### [DIRECTIONS]
Write out the material exactly, with the pictures left out.

### [Location annotation dataset excerpts]

|---|

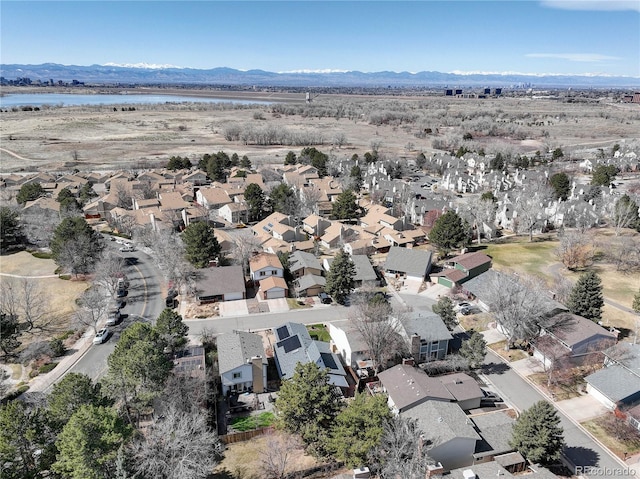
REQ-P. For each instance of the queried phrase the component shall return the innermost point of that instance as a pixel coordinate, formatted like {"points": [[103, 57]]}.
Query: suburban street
{"points": [[581, 450], [144, 302]]}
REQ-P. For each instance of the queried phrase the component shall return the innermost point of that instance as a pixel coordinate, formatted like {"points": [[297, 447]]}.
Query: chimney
{"points": [[415, 347], [257, 371]]}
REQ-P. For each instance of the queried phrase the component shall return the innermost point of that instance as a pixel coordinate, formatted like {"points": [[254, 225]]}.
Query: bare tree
{"points": [[520, 306], [109, 269], [529, 209], [180, 445], [403, 451], [380, 332], [576, 251], [93, 306], [275, 459], [244, 248]]}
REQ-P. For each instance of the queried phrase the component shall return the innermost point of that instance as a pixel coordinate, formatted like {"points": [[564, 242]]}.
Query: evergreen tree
{"points": [[537, 434], [561, 185], [448, 233], [307, 406], [345, 206], [29, 192], [254, 197], [444, 309], [10, 230], [474, 349], [89, 443], [340, 277], [172, 329], [362, 422], [200, 244], [586, 298]]}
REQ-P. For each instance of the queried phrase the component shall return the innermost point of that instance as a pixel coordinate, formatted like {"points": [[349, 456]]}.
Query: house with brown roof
{"points": [[273, 287], [265, 265], [462, 268], [212, 198]]}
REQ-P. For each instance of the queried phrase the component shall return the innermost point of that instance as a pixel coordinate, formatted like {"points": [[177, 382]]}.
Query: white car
{"points": [[101, 336]]}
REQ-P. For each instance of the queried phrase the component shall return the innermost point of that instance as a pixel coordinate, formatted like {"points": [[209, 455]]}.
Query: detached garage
{"points": [[273, 287]]}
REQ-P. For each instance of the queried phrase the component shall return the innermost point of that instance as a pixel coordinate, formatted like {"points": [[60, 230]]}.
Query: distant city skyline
{"points": [[574, 37]]}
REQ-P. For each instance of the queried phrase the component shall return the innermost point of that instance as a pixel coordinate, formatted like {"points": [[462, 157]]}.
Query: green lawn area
{"points": [[319, 332], [253, 422], [531, 258]]}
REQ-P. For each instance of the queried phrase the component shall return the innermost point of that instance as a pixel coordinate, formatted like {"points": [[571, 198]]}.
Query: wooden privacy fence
{"points": [[245, 435]]}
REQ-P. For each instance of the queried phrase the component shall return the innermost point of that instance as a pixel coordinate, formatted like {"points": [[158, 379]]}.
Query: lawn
{"points": [[619, 437], [511, 355], [249, 423], [319, 332]]}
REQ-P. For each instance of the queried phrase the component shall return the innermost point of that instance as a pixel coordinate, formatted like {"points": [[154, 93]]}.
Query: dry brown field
{"points": [[99, 138]]}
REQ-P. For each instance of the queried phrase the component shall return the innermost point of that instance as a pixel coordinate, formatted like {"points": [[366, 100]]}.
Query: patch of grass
{"points": [[479, 322], [41, 255], [295, 304], [617, 435], [249, 423], [319, 332], [510, 355]]}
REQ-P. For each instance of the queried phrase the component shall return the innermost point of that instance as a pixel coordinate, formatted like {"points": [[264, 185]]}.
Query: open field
{"points": [[99, 138]]}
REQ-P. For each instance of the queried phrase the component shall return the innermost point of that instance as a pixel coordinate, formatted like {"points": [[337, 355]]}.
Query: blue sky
{"points": [[539, 37]]}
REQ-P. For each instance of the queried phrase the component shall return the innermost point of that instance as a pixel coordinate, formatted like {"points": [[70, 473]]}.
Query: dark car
{"points": [[324, 298]]}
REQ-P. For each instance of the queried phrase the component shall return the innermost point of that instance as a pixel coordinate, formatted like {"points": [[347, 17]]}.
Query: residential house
{"points": [[273, 287], [234, 213], [242, 362], [294, 345], [265, 265], [365, 274], [349, 343], [453, 438], [407, 386], [410, 263], [426, 336], [579, 337], [463, 268], [223, 283], [212, 198], [617, 384], [302, 263]]}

|---|

### [TASK RESULT]
REQ-P. For each instance of the queried phrase the component shall return the innermost point of that instance as a pixel coordinate, formatted like {"points": [[103, 57]]}.
Query: suburban street
{"points": [[581, 450], [144, 302]]}
REQ-P. For each instance of the queried phrase the component shall return the innermost point of that instance as a pixel coordinate, formatted like {"points": [[297, 447]]}.
Query: chimney
{"points": [[415, 347], [257, 371]]}
REQ-P. For each instance of the queried phrase the component shall return the innermost point of that instance as a pixel coordinate, formatted like {"points": [[254, 225]]}.
Query: bare tree
{"points": [[520, 306], [109, 269], [529, 209], [180, 445], [403, 451], [380, 332], [576, 251], [93, 306], [275, 459], [244, 248]]}
REQ-P. For each instance of the queried phrase the component shall return the innermost point of that instance as a pixel coordinate, formatted like {"points": [[564, 242]]}.
Query: evergreen tree
{"points": [[537, 434], [561, 185], [448, 233], [307, 406], [345, 206], [29, 192], [254, 197], [444, 309], [10, 230], [474, 349], [89, 443], [340, 277], [172, 329], [362, 422], [200, 244], [586, 298]]}
REQ-P. For each instance of the queried phrase the component shall return the innermost point of that instance as a pixel coordinate, formatted like {"points": [[349, 456]]}.
Query: house with brown roof
{"points": [[273, 287], [265, 265], [462, 268], [212, 198]]}
REQ-P. For each instance of the queried phrase the component shall return the innermost point of that instance as a pixel coordinate, formatted like {"points": [[177, 382]]}.
Query: white car
{"points": [[101, 336]]}
REQ-P. For each instance of the queried phrase the component shall return the innermost point of that instance as a pixel coordinate, formatted like {"points": [[209, 455]]}.
Query: detached garage
{"points": [[273, 287]]}
REQ-P. For each instance of the queried phrase the component shall return the innermost point of that instance as a pixel coordinate, formatted like {"points": [[60, 230]]}.
Query: distant city skyline
{"points": [[574, 37]]}
REQ-P. For each instance of the queried phrase the component shall return the innermost point of that instance as a pixel coordinate, formatted like {"points": [[462, 157]]}.
Query: green lawn area
{"points": [[319, 332], [253, 422], [531, 258]]}
REQ-P. For each instance of the queried phrase the component shall return the innermost point of that instance as a pixel coordinate, formatted like {"points": [[571, 198]]}.
Query: wooden privacy fence
{"points": [[245, 435]]}
REQ-P. For each instance of the queried phrase the component shall return the innermost point of that instance as a pixel coordinate, formatted like {"points": [[158, 379]]}.
Query: lawn
{"points": [[619, 437], [511, 355], [249, 423], [319, 332]]}
REQ-P. For each instance of the queried phrase the component shall return the innermost point of that instance as a pixel coordinate, formatted like {"points": [[154, 93]]}.
Query: dry brown field
{"points": [[99, 138]]}
REQ-P. For each instance of the queried phrase the component shall return the innermost point of that instance as a pixel coordinate, formatted like {"points": [[366, 100]]}.
Query: patch of grass
{"points": [[479, 322], [41, 255], [295, 304], [617, 435], [249, 423], [319, 332], [510, 355]]}
REQ-P. For each instance of the queried phrase the component shall return the innermost point of that instance as a pixel coordinate, formatted like {"points": [[264, 185]]}.
Query: open field
{"points": [[99, 138]]}
REQ-P. For each instance of the queried phrase the component shall return the innermost point of that instance as a pixel coordinate, formatted like {"points": [[337, 355]]}.
Query: blue sky
{"points": [[539, 37]]}
REQ-P. For each instance of the queried phrase the component shall return the innermost point of that instance as a pixel coordinate, formatted like {"points": [[70, 473]]}.
Query: dark car
{"points": [[324, 298]]}
REQ-P. For each instance of the queried phrase the component shall return the innermost point of that instance as a pixel coordinate, formatted like {"points": [[347, 17]]}.
Query: residential house
{"points": [[273, 287], [234, 213], [242, 362], [294, 345], [265, 265], [365, 274], [349, 343], [453, 438], [407, 386], [410, 263], [426, 336], [579, 337], [463, 268], [223, 283], [212, 198], [617, 384], [302, 263]]}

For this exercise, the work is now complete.